Tuesday, December 16, 2014

Fato político mais previsível de 1988



Pedro J. Bondaczuk


O general Augusto Pinochet, que certa feita afirmou que ocupava o governo do Chile para cumprir uma missão divina, parece ter levado demasiadamente a sério sua própria afirmação. Ontem, os comandantes militares indicaram-no para ser o candidato único no plebiscito que deverá ocorrer em outubro próximo, onde 7,3 milhões de eleitores (número recorde de inscrição nesse país) deverão dizer se querem ou não que ele permaneça por mais oito anos no poder, a partir de 1989, quando expira seu atual "mandato". Desta forma, tudo leva a crer que os chilenos terão que conviver com a atual situação de falta de liberdade e leis de exceção até o final deste século. Isto, se o general não cismar de estender a sua "missão divina" para além do ano 2000.

Sua indicação, embora todo o suspense que se procurou fazer em torno dela, foi o fato político internacional mais previsível deste ano. Só mesmo alguém muito ingênuo, ou desinformado acerca do drama quotidiano mundial, poderia acreditar que as coisas pudessem se passar de forma diferente da que se passaram. Dentro da previsibilidade, também, estão as reações, em especial dos jovens, quanto a essa escolha. Manifestações de rua nunca faltaram neste regime, em nenhum momento dele, a tal ponto de várias delas sequer terem sido noticiadas, por não se constituírem mais em novidade. Como também abundaram denúncias, feitas pelas organizações mais sérias e mais idôneas em nível internacional, de torturas a presos políticos, assassinatos de opositores e desaparecimento de pessoas.

Ainda assim, com todo esse retrospecto, é bastante previsível que o general Pinochet vença o próximo plebiscito, a despeito das pesquisas de opinião que assinalam um índice massacrante de rejeição à sua permanência no poder. Não que os chilenos, num rasgo de masoquismo, optem pela continuidade daquilo que os incomoda.

========

*COMPLETE O SEGUINTE*
(a) Transcreva do texto sobre Pinochet o trecho que começa em "Pedro J. Bondaczuk" e termina em "do ano 2000.".
(b) Continue o texto sobre o plebiscito de Pinochet a partir da última frase.

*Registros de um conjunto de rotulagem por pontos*

========

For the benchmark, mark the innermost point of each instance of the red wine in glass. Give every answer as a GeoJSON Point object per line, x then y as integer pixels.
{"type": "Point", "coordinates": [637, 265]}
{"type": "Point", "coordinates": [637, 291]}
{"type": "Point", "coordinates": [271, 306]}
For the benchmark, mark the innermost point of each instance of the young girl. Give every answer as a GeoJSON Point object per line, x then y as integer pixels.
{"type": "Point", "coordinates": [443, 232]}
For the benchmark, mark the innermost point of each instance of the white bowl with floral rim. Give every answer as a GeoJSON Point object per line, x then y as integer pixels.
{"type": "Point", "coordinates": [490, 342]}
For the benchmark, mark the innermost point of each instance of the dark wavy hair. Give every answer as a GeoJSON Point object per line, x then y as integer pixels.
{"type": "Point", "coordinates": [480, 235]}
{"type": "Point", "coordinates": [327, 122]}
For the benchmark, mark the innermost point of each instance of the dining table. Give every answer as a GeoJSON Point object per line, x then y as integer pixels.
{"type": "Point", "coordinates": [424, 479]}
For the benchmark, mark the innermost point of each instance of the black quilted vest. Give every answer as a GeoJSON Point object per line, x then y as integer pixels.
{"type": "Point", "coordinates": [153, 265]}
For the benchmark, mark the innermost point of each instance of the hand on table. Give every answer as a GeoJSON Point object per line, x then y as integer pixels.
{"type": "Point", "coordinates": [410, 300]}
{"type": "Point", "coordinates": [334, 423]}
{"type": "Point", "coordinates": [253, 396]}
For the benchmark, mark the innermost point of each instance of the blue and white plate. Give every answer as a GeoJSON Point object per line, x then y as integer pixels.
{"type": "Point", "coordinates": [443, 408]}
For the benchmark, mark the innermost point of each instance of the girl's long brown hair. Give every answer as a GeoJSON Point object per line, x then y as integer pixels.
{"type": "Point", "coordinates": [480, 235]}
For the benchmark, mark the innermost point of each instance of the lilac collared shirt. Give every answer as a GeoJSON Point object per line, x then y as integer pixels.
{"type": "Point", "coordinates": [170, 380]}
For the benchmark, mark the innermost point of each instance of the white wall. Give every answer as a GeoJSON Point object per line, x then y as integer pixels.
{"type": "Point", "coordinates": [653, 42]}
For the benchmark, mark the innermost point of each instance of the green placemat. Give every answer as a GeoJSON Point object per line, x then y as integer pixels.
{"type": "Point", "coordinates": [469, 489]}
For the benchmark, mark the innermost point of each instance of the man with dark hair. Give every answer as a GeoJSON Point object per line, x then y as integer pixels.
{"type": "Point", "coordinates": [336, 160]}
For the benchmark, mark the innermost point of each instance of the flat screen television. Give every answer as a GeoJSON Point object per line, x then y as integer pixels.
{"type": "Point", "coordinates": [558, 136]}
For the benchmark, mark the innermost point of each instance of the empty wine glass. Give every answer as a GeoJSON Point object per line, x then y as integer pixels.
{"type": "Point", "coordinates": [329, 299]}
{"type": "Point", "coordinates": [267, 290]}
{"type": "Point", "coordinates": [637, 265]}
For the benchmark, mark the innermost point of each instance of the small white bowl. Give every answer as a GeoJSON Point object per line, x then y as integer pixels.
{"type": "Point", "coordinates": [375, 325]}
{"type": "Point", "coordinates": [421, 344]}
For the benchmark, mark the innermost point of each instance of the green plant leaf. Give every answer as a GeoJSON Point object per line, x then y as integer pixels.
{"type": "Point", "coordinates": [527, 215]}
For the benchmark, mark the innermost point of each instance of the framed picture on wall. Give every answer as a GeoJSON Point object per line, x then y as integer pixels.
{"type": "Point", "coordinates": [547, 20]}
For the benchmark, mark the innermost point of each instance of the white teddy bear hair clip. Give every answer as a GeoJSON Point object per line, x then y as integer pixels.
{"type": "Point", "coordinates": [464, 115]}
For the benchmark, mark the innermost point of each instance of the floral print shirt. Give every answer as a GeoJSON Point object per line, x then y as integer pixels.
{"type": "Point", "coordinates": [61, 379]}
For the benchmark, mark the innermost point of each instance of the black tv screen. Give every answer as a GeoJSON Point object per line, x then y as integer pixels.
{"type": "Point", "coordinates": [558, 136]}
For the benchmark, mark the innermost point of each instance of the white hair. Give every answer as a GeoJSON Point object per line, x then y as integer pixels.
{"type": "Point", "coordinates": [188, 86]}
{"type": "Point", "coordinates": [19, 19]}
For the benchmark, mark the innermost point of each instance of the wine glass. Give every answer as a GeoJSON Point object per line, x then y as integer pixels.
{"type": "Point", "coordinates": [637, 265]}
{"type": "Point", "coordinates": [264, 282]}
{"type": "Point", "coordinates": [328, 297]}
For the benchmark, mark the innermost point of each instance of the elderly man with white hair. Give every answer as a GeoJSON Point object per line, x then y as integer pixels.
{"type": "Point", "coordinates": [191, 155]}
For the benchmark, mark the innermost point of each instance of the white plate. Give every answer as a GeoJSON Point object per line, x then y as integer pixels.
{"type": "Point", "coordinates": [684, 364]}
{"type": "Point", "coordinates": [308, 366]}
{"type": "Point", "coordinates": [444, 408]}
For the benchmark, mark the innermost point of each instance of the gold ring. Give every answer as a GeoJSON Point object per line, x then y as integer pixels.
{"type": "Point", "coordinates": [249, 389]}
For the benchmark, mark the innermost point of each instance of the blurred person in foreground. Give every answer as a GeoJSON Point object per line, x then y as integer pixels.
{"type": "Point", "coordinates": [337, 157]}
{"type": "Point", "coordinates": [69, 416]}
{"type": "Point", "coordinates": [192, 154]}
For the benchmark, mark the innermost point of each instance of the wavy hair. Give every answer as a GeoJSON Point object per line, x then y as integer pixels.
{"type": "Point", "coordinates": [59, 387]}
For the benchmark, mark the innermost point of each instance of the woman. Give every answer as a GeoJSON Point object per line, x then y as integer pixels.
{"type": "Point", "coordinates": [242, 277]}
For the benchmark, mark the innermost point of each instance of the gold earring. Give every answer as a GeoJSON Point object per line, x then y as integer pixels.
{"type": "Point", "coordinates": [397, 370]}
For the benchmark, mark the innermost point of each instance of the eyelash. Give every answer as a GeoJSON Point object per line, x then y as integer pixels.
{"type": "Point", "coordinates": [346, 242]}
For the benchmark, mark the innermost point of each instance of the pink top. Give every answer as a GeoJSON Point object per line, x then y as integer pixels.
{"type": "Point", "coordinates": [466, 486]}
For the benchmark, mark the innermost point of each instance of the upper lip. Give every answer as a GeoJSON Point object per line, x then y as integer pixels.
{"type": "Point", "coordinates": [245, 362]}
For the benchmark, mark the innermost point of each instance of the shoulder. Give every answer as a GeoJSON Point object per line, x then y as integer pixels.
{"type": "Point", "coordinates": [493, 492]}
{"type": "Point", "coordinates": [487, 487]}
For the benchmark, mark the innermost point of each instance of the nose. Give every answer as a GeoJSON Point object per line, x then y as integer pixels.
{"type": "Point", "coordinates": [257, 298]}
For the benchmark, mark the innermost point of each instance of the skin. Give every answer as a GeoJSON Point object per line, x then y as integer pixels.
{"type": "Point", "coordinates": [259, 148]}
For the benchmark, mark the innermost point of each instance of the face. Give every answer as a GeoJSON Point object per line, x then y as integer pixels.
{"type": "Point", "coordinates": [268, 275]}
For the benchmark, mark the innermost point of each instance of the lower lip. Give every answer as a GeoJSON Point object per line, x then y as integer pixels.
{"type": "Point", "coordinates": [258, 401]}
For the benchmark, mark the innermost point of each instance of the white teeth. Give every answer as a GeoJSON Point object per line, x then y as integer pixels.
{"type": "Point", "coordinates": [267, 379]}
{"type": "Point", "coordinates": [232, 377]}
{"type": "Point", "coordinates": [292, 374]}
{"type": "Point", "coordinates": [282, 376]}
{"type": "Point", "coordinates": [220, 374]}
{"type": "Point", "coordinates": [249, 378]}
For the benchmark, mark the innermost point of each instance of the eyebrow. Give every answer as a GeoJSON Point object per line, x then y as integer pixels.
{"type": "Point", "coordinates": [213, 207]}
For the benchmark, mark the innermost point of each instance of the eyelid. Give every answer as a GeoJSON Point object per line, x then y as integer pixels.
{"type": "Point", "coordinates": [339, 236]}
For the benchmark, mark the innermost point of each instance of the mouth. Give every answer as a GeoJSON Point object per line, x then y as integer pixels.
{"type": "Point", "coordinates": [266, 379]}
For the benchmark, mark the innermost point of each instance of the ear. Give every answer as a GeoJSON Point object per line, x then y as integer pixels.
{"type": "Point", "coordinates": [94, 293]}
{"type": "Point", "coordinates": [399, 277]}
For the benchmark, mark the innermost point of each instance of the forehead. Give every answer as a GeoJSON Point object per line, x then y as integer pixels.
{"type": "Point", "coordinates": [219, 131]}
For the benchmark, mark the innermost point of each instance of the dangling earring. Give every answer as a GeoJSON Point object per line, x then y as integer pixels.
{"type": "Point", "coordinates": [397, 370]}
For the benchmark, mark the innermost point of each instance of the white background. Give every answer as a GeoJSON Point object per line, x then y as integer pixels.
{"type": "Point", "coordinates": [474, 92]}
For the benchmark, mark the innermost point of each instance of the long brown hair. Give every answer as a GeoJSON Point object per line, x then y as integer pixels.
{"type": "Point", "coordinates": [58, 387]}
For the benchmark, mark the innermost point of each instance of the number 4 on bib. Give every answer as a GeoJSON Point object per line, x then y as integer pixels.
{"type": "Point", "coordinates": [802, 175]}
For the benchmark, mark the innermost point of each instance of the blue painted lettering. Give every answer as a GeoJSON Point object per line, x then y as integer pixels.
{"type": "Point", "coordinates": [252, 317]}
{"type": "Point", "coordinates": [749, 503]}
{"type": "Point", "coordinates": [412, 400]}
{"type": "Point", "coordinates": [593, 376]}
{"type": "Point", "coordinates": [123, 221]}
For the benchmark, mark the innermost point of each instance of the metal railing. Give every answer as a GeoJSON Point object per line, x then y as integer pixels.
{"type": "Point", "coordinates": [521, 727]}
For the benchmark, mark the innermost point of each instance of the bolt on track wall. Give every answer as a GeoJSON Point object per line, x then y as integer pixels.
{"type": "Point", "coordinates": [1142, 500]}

========

*AS RESPOSTAS*
(a)
Pedro J. Bondaczuk


O general Augusto Pinochet, que certa feita afirmou que ocupava o governo do Chile para cumprir uma missão divina, parece ter levado demasiadamente a sério sua própria afirmação. Ontem, os comandantes militares indicaram-no para ser o candidato único no plebiscito que deverá ocorrer em outubro próximo, onde 7,3 milhões de eleitores (número recorde de inscrição nesse país) deverão dizer se querem ou não que ele permaneça por mais oito anos no poder, a partir de 1989, quando expira seu atual "mandato". Desta forma, tudo leva a crer que os chilenos terão que conviver com a atual situação de falta de liberdade e leis de exceção até o final deste século. Isto, se o general não cismar de estender a sua "missão divina" para além do ano 2000.

(b)
Mas a vitória deverá vir mediante a mesma "mágica" que fez o general vencer o plebiscito de 1980, numa época em que as prisões viviam repletas (até o Estádio Nacional de Santiago chegou a fazer papel de penitenciária, tamanha era a quantidade dos que o regime estava punindo por causa de suas convicções). Aliás, a manutenção da presidência, mediante o expediente do referendo, sequer é novidade.

O ex-ditador filipino, Ferdinand Marcos, esmerou-se nessa prática. E continuaria torturando a população das Filipinas até hoje se não tivesse cometido o erro de cálculo de mandar assassinar o líder opositor, Benigno Aquino, para lançar a culpa sobre os comunistas. O "bode expiatório" não foi "engolido" por ninguém e ele acabou onde está. Gozando o delicioso ócio nas praias de Honolulu. Por isso, que ninguém espere novidades das urnas, na consulta de outubro próximo, no Chile. Seria uma ingenuidade imperdoável de quem agisse assim.

(Artigo publicado na página 13, Internacional, do Correio Popular, em 31 de agosto de 1988)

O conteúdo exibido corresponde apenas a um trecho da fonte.